━━━ TRECHO DA FONTE
Política de inclusão de negros nas
universidades melhorou a qualidade do ensino e reduziu os índices de
evasão. Acima de tudo, está transformando a vida de milhares de
brasileiros
Amauri Segalla, Mariana Brugger e Rodrigo Cardoso
Antes de pedalar pelas ruas de Amsterdã
com uma bicicleta vermelha e um sorriso largo, como fez na tarde da
quarta-feira da semana passada, Ícaro Luís Vidal dos Santos, 25 anos,
percorreu um caminho duro, mas que poderia ter sido bem mais tortuoso.
Talvez instransponível. Ele foi o primeiro cotista negro a entrar na
Faculdade de Medicina da Federal da Bahia. Formando da turma de 2011,
Ícaro trabalha como clínico geral em um hospital de Salvador. A foto ao
lado celebra a alegria de alguém que tinha tudo para não estar ali. É
que, no Brasil, a cor da pele determina as chances de uma pessoa chegar à
universidade. Para pobres e alunos de escolas públicas, também são
poucas as rotas disponíveis. Como tantos outros, Ícaro reúne várias
barreiras numa só pessoa: sempre frequentou colégio gratuito, sempre foi
pobre – e é negro. Mesmo assim, sua história é diferente. Contra todas
as probabilidades, tornou-se doutor diplomado, com dinheiro suficiente
para cruzar o Atlântico e saborear a primeira viagem internacional. Sem a
política de cotas, ele teria passado os últimos dias pedalando nas
pontes erguidas sobre os canais de Amsterdã? Impossível dizer com
certeza, mas a resposta lógica seria “não”.
Desde que o primeiro aluno negro ingressou em uma universidade
pública pelo sistema de cotas, há dez anos, muita bobagem foi dita por
aí. Os críticos ferozes afirmaram que o modelo rebaixaria o nível
educacional e degradaria as universidades. Eles também disseram que os
cotistas jamais acompanhariam o ritmo de seus colegas mais iluminados e
isso resultaria na desistência dos negros e pobres beneficiados pelos
programas de inclusão. Os arautos do pessimismo profetizaram
discrepâncias do próprio vestibular, pois os cotistas seriam aprovados
com notas vexatórias se comparadas com o desempenho da turma considerada
mais capaz. Para os apocalípticos, o sistema de cotas culminaria numa
decrepitude completa: o ódio racial seria instalado nas salas de aula
universitárias, enquanto negros e brancos construiriam muros imaginários
entre si. A segregação venceria e a mediocridade dos cotistas acabaria
de vez com o mundo acadêmico brasileiro. Mas, surpresa: nada disso
aconteceu. Um por um, todos os argumentos foram derrotados pela simples
constatação da realidade. “Até agora, nenhuma das justificativas das
pessoas contrárias às cotas se mostrou verdadeira”, diz Ricardo
Vieiralves de Castro, reitor da Universidade do Estado do Rio de Janeiro
(Uerj).
━━━━━━
━━━ DADOS FORNECIDOS
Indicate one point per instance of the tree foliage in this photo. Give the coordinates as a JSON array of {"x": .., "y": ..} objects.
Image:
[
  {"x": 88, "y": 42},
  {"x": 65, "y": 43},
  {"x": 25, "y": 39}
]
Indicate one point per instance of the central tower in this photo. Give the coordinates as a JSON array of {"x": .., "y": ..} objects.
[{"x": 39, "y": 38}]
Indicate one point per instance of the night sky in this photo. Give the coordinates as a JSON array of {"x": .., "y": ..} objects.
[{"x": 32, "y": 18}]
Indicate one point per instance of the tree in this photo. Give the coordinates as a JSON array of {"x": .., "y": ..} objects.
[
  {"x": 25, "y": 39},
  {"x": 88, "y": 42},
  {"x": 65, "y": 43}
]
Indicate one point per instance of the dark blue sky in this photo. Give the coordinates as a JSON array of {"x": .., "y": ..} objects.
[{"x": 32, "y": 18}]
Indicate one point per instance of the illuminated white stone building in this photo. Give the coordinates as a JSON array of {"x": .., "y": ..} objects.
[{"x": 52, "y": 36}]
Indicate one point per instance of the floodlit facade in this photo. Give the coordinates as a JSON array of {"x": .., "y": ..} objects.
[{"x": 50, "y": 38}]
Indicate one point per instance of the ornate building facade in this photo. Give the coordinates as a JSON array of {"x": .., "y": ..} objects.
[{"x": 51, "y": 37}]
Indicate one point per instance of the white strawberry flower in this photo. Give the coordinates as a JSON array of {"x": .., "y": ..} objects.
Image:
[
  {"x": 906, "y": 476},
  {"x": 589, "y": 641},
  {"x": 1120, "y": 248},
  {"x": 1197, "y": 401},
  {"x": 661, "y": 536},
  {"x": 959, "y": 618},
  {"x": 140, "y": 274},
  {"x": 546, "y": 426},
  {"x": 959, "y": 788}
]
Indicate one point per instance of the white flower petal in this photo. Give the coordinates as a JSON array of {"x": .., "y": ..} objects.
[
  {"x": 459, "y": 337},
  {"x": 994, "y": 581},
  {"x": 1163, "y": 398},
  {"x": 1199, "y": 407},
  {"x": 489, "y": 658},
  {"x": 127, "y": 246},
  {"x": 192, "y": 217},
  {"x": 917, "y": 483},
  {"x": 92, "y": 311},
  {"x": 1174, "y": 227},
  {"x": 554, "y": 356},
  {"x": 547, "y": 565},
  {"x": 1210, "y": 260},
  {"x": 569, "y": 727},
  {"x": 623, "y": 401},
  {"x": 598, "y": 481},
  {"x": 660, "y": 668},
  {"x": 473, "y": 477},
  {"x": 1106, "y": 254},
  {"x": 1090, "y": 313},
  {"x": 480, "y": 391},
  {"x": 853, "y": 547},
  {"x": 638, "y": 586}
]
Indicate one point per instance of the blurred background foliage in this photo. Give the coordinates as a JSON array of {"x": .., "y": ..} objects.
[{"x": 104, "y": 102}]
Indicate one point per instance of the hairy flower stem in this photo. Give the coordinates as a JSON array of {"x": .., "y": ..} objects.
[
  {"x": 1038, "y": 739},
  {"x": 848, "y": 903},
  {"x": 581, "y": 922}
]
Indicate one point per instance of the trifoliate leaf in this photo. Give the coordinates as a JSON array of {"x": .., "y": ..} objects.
━━━━━━
INSTRUÇÕES DO EXERCÍCIO:
- A) Segundo o texto sobre as cotas raciais, em qual faculdade Ícaro foi o primeiro cotista negro a entrar?
- B) Por favor, transcreva do texto sobre as cotas raciais a passagem de "Política de inclusão" a "bem mais tortuoso.".
Os dados não têm nenhum papel nesta atividade.

RESPOSTAS DO EXERCÍCIO:
- A) Na Faculdade de Medicina da Federal da Bahia.

- B)
Política de inclusão de negros nas
universidades melhorou a qualidade do ensino e reduziu os índices de
evasão. Acima de tudo, está transformando a vida de milhares de
brasileiros
Amauri Segalla, Mariana Brugger e Rodrigo Cardoso
Antes de pedalar pelas ruas de Amsterdã
com uma bicicleta vermelha e um sorriso largo, como fez na tarde da
quarta-feira da semana passada, Ícaro Luís Vidal dos Santos, 25 anos,
percorreu um caminho duro, mas que poderia ter sido bem mais tortuoso.